= TEXT SHOWN =
|---|

Li Jitong (also romanized as Tsi-tung Li, 李继侗 (李繼侗); 24 August 1897 – 12 December 1961) was a Chinese botanist and member of the Chinese Academy of Sciences.

== Biography ==
Li was born on August 24, 1897, in Xinghua, Jiangsu, Qing China. He spent his childhood in his hometown, and in 1912, he was admitted to the Shanghai YMCA High School before transferring to St. John's University High School two years later. He graduated from high school in 1916 and enrolled in St. John's University. Because of the high tuition fees at St. John's University, he transferred to University of Nanking to study forestry and graduated in 1921.

After graduating from the University of Nanking, he received government funding to move to the United States and enrolled in the Yale Forest School. In 1923, he graduated with a master's degree. In 1925, he received a PhD with the doctoral thesis on "Soil Temperature as Influenced by Forest Cover".

|---|

= INFORMATION SHOWN =
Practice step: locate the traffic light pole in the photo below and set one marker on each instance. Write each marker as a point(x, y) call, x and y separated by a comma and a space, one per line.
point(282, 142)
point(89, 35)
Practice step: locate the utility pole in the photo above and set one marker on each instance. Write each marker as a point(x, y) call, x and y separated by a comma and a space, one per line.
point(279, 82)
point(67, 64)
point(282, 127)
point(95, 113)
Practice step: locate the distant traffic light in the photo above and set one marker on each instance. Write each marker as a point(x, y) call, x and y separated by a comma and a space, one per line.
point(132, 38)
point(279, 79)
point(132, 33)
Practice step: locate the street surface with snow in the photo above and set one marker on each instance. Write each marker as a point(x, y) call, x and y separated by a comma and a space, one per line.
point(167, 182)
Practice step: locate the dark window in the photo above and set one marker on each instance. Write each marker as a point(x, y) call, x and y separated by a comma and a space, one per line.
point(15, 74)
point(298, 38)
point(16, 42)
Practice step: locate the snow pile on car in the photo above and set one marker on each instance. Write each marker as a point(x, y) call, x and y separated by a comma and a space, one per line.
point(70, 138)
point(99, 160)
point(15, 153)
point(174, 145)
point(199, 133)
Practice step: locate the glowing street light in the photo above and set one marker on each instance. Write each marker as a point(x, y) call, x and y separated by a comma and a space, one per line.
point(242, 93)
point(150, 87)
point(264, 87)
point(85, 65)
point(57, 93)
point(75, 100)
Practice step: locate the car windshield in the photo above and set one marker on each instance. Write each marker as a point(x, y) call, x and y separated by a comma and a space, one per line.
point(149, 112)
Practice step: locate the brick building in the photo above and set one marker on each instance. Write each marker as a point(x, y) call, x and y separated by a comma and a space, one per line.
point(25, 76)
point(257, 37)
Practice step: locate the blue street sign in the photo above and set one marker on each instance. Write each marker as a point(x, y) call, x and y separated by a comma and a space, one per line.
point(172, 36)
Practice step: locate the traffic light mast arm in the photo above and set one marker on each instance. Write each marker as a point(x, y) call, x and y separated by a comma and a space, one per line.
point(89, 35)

|---|

= LIST OF TASKS =
- 1) Please rewrite the paragraph of the passage about Li Jitong that begins "Li was born on August 24, 1897" as a short list, keeping its main facts.
- 2) Edit the passage about Li Jitong, starting with "Li Jitong (also" and going on through "Academy of Sciences.", so that "botanist" is replaced by "plant scientist".
Use only the passage about Li Jitong.

= ANSWERS FOR THE TASKS =
- 1)
- Born August 24, 1897, in Xinghua, Jiangsu, Qing China, and grew up there.
- Entered Shanghai YMCA High School in 1912, then transferred to St. John's University High School two years later.
- Finished high school in 1916 and enrolled at St. John's University.
- Because St. John's tuition was high, transferred to the University of Nanking to study forestry, graduating in 1921.

- 2)
Li Jitong (also romanized as Tsi-tung Li, 李继侗 (李繼侗); 24 August 1897 – 12 December 1961) was a Chinese plant scientist and member of the Chinese Academy of Sciences.